** START Records for processing **

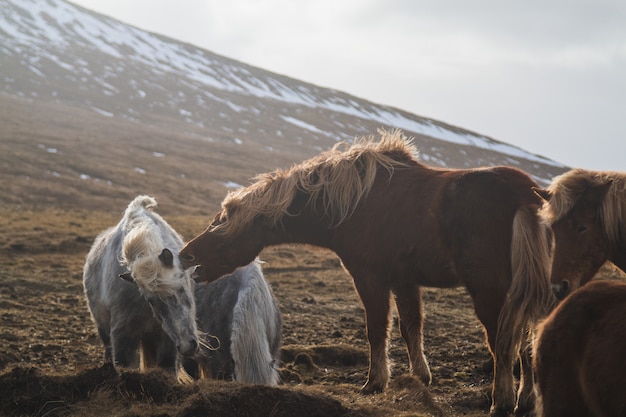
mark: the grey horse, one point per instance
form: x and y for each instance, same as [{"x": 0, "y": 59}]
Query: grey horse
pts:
[
  {"x": 147, "y": 318},
  {"x": 240, "y": 320}
]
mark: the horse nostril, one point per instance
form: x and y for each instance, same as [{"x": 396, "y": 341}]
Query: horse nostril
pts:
[{"x": 187, "y": 257}]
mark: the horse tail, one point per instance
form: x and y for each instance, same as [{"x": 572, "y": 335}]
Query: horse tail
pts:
[
  {"x": 530, "y": 296},
  {"x": 256, "y": 332}
]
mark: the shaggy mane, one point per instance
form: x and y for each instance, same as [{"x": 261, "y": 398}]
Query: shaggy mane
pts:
[
  {"x": 141, "y": 248},
  {"x": 336, "y": 179},
  {"x": 566, "y": 190}
]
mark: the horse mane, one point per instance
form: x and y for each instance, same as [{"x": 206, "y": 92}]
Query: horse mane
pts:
[
  {"x": 141, "y": 248},
  {"x": 566, "y": 190},
  {"x": 338, "y": 178}
]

** END Records for processing **

Given request
Render every line of the data above as a Markdown table with the columns "Row" and "Line", skipping blank lines. Leave the pictures out of the answer.

In response
| Row | Line |
|---|---|
| 1 | mark: the grey horse, one point per instance |
| 2 | form: x and y for each instance, same as [{"x": 0, "y": 59}] |
| 3 | Query: grey horse |
| 4 | pts: |
| 5 | [ |
| 6 |   {"x": 147, "y": 318}, |
| 7 |   {"x": 240, "y": 320} |
| 8 | ] |
| 9 | mark: the horse nostril, one point per instance |
| 10 | form: x and y for each instance, same as [{"x": 396, "y": 341}] |
| 11 | Query: horse nostril |
| 12 | pts: |
| 13 | [{"x": 187, "y": 257}] |
| 14 | mark: the horse tail, one point per instance |
| 15 | form: x and y for each instance, same as [{"x": 572, "y": 335}] |
| 16 | Query: horse tail |
| 17 | pts: |
| 18 | [ |
| 19 |   {"x": 530, "y": 296}, |
| 20 |   {"x": 256, "y": 332} |
| 21 | ] |
| 22 | mark: the shaggy mane, one point per instance |
| 23 | form: x and y for each instance, same as [{"x": 261, "y": 398}] |
| 24 | Query: shaggy mane |
| 25 | pts: |
| 26 | [ |
| 27 |   {"x": 141, "y": 248}, |
| 28 |   {"x": 336, "y": 179}, |
| 29 |   {"x": 566, "y": 190} |
| 30 | ] |
| 31 | mark: the horse mane, one point per instance |
| 32 | form: x and y for each instance, same as [{"x": 206, "y": 92}] |
| 33 | Query: horse mane |
| 34 | pts: |
| 35 | [ |
| 36 |   {"x": 141, "y": 248}, |
| 37 |   {"x": 566, "y": 190}, |
| 38 |   {"x": 338, "y": 178} |
| 39 | ] |